Considerações iniciais

A espondilodiscite infecciosa, também denominada de osteomielite vertebral, é uma doença que ocorre principalmente em homens acima de 50 anos e afeta o disco intervertebral e as vértebras adjacentes com possibilidade de propagar-se para os tecidos paraespinhais e canal medular gerando complicações graves.

Apesar da possibilidade de afetar isoladamente o disco intervertebral (discite) ou a vértebra (espondilite), o termo espondilodiscite infecciosa é o mais empregado por englobar as duas formas. Acredita-se que a discite ou a espondilite representem apenas momentos distintos do mesmo processo infeccioso sem implicações clínicas ou terapêuticas diferentes.

De acordo com o agente etiológico, a espondilodiscite infecciosa pode ser classificada em piogênica (bacteriana), granulomatosa (tuberculosa, brucelar, fúngica) e parasitária, sendo a maioria monomicrobiana.

Correspondendo de um a sete por cento de todos os casos de osteomielite e a principal forma de infecção óssea hematogênica em pacientes acima de 50 anos, a espondilodiscite piogênica (EP) é uma doença relativamente rara.

A base do tratamento é, na maioria dos pacientes, conservadora (antibióticos, fisioterapia e órtese) com uma eficácia entre 73% e 90% .  As abordagens cirúrgicas são em regra reservadas para situações de complicações infecciosas e necessárias em 25% a 55% dos casos. Na literatura, os estudos que comparam as duas modalidades terapêuticas (conservadora versus cirúrgica) mostram que existe até algum beneficio da cirurgia a curto prazo (melhora a dor e mobilidade com ganhos neurológicos ou funcionais), embora a longo prazo parece não haver uma vantagem adicional na conduta invasiva. Deve-se mencionar que os procedimentos cirúrgicos não são isentos de riscos.

TAREFAS A REALIZAR:
1. Traduza para o inglês a frase "Deve-se mencionar que os procedimentos cirúrgicos não são isentos de riscos.", retirada do texto sobre espondilodiscite.
2. Reproduza o trecho do texto sobre espondilodiscite que começa pelas palavras que contêm "Apesar da possibilidade" e termina em "doença relativamente rara.".

Itens de dados:
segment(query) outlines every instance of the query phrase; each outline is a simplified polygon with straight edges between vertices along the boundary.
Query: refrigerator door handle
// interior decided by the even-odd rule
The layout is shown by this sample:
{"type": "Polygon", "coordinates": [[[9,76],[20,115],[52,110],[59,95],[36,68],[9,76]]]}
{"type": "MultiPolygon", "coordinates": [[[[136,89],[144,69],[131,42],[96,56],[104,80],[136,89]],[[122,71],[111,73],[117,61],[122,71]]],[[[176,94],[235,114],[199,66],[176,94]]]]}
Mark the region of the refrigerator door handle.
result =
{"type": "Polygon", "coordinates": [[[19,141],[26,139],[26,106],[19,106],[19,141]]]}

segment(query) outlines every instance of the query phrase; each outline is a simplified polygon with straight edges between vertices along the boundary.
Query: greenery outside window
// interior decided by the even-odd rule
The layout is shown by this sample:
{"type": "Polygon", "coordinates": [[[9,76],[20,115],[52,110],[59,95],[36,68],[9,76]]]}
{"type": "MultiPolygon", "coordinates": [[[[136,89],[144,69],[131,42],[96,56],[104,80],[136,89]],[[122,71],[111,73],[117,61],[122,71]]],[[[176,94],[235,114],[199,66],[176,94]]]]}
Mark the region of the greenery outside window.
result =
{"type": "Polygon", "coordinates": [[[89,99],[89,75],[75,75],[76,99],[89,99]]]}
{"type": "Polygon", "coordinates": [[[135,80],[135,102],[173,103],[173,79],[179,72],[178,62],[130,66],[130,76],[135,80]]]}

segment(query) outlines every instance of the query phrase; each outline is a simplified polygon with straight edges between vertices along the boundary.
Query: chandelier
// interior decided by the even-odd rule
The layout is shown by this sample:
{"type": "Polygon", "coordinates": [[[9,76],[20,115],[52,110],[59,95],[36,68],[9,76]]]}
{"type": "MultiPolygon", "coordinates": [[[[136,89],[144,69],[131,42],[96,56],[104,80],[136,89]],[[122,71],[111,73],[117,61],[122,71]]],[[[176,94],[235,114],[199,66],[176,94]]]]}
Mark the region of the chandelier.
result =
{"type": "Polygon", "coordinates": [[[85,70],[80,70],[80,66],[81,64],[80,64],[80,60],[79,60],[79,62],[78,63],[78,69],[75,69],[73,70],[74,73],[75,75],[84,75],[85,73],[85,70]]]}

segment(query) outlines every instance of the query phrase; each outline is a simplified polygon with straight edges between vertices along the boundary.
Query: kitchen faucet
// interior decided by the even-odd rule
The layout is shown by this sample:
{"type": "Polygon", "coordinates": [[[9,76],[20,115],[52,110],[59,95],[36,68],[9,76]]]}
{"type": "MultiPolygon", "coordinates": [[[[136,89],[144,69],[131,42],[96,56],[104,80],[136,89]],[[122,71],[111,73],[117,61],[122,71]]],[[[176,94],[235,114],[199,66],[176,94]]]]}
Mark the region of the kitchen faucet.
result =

RESPOSTAS DAS TAREFAS:
1. It should be mentioned that surgical procedures are not free of risks.

2.
Apesar da possibilidade de afetar isoladamente o disco intervertebral (discite) ou a vértebra (espondilite), o termo espondilodiscite infecciosa é o mais empregado por englobar as duas formas. Acredita-se que a discite ou a espondilite representem apenas momentos distintos do mesmo processo infeccioso sem implicações clínicas ou terapêuticas diferentes.

De acordo com o agente etiológico, a espondilodiscite infecciosa pode ser classificada em piogênica (bacteriana), granulomatosa (tuberculosa, brucelar, fúngica) e parasitária, sendo a maioria monomicrobiana.

Correspondendo de um a sete por cento de todos os casos de osteomielite e a principal forma de infecção óssea hematogênica em pacientes acima de 50 anos, a espondilodiscite piogênica (EP) é uma doença relativamente rara.